* Begin Material for the task *
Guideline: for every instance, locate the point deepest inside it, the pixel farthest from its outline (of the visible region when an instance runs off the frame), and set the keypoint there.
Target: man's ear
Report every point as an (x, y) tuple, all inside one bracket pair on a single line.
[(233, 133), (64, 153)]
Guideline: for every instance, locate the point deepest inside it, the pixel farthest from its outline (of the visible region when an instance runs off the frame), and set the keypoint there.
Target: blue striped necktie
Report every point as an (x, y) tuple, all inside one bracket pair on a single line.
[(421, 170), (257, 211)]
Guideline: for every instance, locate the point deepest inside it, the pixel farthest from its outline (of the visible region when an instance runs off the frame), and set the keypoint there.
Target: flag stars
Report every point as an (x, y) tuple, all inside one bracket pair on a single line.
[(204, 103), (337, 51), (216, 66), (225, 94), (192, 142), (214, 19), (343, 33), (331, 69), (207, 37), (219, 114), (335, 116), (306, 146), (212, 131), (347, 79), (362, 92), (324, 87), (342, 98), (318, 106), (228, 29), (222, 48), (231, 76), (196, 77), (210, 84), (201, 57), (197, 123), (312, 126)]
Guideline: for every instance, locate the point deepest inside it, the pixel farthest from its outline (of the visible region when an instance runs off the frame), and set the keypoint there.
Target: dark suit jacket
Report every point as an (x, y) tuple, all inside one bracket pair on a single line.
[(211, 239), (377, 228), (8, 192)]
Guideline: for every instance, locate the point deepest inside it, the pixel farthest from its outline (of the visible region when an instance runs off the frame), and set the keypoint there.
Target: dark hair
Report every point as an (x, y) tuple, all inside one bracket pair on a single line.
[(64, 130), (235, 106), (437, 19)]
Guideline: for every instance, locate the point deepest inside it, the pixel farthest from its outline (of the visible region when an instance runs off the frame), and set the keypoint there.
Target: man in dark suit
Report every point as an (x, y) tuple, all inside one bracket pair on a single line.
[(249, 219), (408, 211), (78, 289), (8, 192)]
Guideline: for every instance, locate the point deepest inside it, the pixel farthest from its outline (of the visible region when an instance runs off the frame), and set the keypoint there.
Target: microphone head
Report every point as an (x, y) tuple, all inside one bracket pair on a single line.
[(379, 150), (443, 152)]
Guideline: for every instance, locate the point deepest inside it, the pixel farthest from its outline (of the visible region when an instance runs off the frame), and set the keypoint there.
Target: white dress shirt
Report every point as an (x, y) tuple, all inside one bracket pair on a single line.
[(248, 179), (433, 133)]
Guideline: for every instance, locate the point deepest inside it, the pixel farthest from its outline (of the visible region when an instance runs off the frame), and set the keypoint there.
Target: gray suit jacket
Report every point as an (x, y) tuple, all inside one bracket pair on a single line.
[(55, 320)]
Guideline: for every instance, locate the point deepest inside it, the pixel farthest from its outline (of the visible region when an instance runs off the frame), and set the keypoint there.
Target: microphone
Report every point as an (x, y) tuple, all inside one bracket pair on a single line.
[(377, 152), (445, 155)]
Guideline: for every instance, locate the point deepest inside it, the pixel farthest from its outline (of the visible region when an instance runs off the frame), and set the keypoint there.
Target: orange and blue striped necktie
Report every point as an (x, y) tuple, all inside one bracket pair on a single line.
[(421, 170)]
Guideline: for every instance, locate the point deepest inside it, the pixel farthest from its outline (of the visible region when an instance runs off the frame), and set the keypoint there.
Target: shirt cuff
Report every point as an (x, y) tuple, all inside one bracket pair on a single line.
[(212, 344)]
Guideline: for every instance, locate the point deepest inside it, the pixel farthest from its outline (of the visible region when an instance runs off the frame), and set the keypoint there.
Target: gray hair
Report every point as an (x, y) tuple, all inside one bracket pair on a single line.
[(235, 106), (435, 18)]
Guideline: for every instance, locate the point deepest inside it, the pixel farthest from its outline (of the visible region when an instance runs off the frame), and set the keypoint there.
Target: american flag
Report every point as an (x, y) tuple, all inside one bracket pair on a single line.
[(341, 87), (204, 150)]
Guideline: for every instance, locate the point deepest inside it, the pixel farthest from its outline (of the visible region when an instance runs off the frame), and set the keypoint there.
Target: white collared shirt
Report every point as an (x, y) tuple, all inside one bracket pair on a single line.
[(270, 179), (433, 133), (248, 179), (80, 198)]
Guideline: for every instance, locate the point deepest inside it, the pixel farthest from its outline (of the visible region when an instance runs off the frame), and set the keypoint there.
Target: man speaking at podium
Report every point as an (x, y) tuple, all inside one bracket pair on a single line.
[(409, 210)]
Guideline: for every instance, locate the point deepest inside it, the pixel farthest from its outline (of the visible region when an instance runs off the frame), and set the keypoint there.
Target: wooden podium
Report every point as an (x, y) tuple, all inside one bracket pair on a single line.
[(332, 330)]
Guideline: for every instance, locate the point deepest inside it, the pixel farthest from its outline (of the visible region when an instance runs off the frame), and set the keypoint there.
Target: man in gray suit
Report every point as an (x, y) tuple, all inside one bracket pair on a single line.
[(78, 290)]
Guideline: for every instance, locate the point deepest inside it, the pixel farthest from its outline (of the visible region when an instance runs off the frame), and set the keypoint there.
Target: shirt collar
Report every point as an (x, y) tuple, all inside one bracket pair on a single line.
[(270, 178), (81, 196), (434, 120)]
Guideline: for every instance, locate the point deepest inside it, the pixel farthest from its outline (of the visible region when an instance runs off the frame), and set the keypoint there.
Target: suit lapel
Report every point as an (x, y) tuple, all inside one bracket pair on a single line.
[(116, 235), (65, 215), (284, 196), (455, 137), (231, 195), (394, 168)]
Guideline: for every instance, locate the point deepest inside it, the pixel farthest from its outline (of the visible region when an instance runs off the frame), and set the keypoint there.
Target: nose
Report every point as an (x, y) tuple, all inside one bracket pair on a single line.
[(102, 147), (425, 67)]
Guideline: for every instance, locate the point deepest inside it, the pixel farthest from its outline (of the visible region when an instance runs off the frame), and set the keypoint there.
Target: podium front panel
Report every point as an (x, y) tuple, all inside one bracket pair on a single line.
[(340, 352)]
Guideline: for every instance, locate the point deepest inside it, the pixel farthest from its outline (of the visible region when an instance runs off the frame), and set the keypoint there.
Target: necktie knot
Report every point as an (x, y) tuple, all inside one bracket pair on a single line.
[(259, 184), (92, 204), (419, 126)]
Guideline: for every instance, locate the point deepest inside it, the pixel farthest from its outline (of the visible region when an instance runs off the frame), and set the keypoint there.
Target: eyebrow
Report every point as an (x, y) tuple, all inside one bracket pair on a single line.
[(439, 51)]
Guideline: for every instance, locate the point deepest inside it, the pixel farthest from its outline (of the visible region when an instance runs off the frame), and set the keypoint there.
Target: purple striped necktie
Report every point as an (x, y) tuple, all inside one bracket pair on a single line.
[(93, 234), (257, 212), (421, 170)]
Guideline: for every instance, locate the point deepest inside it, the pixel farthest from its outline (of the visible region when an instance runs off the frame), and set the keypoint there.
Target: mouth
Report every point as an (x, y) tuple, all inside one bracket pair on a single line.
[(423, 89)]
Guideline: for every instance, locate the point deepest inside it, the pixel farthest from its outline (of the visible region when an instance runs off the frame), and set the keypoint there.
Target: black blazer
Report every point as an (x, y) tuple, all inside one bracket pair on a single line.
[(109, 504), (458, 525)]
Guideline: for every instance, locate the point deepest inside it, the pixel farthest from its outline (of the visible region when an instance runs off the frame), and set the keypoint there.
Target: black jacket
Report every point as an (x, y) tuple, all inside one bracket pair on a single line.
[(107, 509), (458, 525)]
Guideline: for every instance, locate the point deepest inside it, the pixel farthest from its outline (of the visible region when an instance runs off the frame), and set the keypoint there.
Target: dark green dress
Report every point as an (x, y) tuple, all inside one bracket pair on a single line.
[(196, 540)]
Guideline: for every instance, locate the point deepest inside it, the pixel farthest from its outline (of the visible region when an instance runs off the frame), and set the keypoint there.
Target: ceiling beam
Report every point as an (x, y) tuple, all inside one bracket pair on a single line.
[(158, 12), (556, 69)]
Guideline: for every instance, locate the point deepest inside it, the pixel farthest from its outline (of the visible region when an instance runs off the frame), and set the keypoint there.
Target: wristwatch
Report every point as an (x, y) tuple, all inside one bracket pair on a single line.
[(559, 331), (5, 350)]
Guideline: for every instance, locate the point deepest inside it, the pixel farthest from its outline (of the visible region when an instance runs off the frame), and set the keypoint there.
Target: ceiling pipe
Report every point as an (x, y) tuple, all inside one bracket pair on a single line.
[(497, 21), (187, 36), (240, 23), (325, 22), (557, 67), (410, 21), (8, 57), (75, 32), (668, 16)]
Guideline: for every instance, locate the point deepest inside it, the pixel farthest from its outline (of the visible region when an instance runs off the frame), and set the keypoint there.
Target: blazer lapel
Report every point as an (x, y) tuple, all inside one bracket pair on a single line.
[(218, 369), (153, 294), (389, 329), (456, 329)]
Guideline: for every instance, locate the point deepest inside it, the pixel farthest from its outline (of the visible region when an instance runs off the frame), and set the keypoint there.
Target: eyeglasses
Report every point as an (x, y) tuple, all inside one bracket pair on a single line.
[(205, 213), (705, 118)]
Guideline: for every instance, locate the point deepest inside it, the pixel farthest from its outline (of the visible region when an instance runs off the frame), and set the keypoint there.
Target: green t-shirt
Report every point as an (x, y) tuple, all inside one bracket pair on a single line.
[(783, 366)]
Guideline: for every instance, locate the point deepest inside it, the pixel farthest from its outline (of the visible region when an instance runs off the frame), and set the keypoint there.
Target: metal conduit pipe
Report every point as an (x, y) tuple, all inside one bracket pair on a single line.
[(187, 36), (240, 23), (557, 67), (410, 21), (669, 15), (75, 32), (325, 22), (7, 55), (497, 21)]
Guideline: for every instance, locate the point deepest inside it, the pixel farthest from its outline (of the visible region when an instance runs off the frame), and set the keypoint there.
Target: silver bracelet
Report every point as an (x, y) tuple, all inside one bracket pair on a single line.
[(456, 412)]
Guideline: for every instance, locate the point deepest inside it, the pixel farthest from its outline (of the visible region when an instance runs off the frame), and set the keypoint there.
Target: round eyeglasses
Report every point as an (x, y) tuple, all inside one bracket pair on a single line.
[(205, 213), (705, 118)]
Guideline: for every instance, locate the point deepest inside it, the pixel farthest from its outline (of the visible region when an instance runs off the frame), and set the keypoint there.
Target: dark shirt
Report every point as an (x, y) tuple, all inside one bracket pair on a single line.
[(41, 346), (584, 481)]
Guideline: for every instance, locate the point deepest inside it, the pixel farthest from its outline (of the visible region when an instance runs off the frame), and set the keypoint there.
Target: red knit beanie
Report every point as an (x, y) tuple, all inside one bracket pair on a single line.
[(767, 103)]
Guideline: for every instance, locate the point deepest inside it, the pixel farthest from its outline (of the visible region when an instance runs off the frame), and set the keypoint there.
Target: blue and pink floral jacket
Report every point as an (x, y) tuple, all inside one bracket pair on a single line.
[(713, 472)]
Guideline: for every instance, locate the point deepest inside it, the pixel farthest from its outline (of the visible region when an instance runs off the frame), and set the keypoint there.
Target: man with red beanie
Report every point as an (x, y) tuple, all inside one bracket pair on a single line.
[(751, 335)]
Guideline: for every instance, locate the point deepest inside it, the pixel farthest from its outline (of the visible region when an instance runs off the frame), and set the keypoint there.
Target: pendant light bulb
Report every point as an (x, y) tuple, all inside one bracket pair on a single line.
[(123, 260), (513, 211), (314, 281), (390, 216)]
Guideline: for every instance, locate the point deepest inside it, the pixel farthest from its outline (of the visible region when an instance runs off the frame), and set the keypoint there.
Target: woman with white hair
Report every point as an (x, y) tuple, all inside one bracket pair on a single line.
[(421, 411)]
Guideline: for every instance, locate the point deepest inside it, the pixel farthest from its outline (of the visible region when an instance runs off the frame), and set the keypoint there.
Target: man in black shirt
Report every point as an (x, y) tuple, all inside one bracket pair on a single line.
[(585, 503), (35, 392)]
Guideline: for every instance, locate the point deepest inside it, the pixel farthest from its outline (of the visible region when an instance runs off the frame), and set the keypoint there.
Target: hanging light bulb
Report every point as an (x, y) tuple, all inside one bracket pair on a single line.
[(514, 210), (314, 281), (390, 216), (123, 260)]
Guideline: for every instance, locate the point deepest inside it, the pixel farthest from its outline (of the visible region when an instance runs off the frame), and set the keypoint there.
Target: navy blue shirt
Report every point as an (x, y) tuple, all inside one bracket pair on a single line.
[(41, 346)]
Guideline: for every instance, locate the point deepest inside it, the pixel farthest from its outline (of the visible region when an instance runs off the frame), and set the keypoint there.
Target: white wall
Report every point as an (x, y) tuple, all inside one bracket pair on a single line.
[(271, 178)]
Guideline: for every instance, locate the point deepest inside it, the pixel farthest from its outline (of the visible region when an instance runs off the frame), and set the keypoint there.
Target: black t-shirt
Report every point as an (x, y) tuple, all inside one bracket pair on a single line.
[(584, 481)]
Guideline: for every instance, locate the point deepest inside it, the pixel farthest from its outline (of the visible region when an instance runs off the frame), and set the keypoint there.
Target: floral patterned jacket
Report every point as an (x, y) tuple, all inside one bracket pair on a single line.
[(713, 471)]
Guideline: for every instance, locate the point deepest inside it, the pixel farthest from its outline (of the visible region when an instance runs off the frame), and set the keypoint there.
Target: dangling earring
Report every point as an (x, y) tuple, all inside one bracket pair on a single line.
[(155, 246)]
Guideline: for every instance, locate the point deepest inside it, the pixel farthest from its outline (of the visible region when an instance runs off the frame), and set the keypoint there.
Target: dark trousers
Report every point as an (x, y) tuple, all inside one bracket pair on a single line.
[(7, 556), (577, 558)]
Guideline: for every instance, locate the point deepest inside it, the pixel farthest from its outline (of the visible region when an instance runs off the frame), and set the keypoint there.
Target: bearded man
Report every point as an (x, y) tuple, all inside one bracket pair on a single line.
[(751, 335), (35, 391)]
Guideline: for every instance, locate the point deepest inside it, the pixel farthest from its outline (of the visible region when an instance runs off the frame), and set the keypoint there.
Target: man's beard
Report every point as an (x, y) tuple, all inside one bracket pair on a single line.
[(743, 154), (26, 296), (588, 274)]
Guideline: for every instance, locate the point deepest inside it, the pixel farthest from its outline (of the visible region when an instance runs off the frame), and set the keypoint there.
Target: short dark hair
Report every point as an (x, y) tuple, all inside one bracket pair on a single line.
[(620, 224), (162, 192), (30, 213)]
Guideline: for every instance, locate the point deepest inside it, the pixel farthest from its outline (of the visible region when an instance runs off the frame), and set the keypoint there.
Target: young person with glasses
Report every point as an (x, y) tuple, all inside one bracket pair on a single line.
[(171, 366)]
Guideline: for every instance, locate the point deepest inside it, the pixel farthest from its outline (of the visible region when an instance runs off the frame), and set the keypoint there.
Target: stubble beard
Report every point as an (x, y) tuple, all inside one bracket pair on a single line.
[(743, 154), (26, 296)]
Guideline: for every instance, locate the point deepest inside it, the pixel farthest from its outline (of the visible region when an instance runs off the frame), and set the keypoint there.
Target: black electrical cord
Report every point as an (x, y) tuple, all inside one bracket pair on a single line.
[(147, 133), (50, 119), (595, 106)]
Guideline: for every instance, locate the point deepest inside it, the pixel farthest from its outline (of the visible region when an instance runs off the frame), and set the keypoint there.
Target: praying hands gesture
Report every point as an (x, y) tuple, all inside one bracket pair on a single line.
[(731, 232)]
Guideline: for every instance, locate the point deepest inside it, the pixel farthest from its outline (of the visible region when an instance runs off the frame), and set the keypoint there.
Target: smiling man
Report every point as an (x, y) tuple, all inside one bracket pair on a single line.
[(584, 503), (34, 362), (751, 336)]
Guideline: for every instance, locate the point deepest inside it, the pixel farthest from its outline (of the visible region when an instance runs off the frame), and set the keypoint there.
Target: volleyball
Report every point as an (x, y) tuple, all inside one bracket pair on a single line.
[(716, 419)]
* End Material for the task *
What is being asked: Gather every line of the records above that contains the string "ceiling". Matching is case-sensitive.

Output below:
Target: ceiling beam
Target: ceiling pipe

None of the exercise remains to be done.